Stored rows
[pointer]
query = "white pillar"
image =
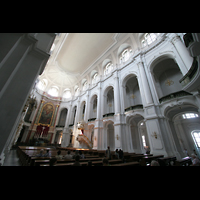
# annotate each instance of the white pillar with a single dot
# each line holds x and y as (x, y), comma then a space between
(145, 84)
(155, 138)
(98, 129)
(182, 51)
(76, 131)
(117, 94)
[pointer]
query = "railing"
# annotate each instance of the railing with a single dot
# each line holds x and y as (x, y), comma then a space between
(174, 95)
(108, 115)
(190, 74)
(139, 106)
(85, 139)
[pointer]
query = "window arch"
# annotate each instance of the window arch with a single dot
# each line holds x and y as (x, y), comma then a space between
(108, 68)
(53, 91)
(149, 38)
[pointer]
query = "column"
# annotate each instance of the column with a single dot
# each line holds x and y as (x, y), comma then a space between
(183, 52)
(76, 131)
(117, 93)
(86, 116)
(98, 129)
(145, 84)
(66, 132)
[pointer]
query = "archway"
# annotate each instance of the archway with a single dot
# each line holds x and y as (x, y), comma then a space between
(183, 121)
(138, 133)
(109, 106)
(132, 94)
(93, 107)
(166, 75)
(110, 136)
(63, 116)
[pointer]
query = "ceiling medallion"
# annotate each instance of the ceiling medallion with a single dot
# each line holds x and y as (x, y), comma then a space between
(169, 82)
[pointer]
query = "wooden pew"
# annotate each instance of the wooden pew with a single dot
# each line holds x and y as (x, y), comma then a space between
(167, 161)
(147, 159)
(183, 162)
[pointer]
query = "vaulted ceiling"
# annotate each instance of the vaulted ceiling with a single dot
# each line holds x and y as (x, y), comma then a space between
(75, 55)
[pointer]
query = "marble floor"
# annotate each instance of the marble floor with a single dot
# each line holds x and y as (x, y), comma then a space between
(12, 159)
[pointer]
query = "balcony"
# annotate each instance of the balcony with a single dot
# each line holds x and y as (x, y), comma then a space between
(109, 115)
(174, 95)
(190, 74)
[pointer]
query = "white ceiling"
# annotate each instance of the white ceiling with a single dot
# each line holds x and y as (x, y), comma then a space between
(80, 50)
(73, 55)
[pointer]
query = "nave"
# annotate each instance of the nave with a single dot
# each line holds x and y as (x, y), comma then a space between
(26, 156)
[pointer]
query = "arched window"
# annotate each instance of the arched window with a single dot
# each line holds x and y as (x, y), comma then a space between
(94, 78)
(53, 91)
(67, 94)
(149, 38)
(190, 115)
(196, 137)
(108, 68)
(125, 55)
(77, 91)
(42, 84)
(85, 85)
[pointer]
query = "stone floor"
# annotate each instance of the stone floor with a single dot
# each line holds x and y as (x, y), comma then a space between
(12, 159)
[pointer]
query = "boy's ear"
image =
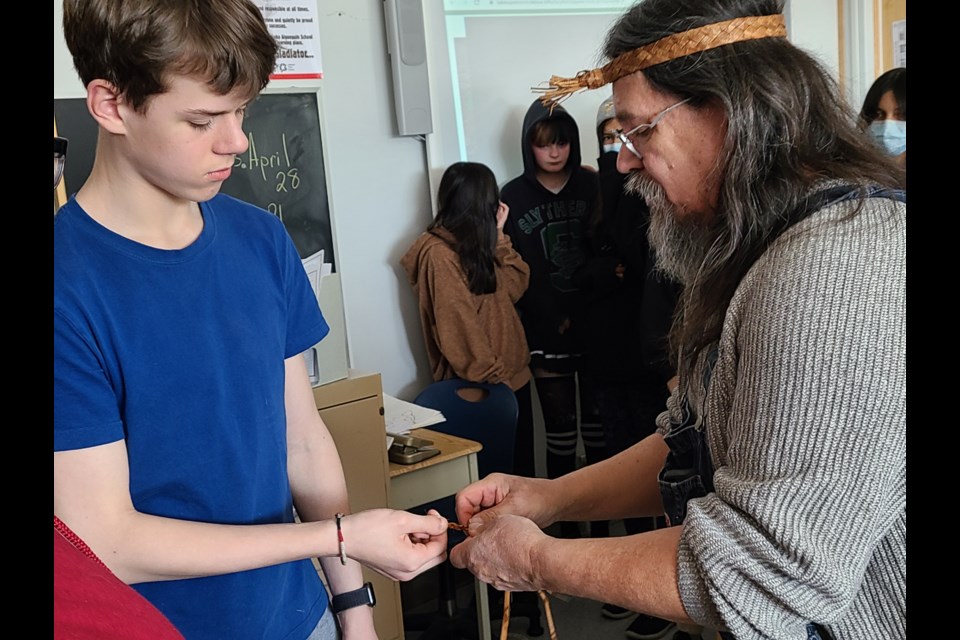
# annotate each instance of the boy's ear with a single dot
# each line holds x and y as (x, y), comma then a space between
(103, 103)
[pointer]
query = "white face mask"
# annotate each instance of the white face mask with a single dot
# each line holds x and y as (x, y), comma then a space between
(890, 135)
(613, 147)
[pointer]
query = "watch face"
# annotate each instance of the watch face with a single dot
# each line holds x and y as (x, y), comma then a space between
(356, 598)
...
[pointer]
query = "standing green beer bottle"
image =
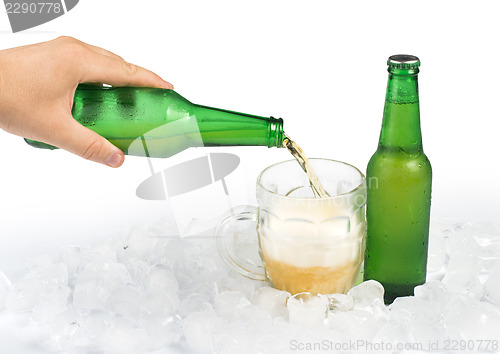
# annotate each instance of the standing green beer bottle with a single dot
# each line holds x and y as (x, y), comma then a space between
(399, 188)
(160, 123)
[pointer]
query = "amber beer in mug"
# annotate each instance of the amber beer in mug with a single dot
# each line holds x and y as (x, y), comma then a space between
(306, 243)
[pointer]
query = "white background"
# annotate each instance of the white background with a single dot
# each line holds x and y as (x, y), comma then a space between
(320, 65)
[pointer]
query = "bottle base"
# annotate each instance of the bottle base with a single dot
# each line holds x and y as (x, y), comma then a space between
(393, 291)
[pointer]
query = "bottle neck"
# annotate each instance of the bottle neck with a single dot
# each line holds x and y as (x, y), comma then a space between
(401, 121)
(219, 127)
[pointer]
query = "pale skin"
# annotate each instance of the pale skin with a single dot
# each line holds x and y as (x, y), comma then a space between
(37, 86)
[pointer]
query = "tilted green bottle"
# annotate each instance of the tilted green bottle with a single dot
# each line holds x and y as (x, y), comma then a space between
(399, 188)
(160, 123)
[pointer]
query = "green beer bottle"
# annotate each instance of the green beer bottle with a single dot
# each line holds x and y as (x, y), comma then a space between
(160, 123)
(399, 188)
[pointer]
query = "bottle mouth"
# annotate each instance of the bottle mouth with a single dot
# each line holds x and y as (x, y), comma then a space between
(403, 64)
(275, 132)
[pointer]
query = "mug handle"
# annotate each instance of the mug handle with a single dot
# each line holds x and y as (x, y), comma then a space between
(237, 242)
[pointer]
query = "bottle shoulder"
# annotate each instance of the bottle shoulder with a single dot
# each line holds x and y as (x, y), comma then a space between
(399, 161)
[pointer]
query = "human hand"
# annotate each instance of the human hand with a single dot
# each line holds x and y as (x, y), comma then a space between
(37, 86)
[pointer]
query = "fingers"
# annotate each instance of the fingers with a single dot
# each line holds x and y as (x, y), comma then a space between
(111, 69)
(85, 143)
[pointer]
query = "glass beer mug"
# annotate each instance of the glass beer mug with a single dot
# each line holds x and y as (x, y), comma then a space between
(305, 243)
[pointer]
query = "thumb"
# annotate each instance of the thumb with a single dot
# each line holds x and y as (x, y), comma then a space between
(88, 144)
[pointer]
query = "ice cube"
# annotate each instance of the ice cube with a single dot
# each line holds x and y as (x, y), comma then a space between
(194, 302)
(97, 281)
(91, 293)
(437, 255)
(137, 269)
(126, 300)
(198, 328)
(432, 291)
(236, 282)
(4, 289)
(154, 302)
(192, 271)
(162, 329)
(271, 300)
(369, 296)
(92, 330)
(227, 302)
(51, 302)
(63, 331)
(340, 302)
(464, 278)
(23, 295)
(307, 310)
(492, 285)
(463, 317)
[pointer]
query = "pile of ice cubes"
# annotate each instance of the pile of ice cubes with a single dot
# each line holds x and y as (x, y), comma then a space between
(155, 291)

Task instructions
Count the lines of the data above that contain the string "background", treating uppercase and lowercase as different. How many are there? Reply with the number only.

Correct response
2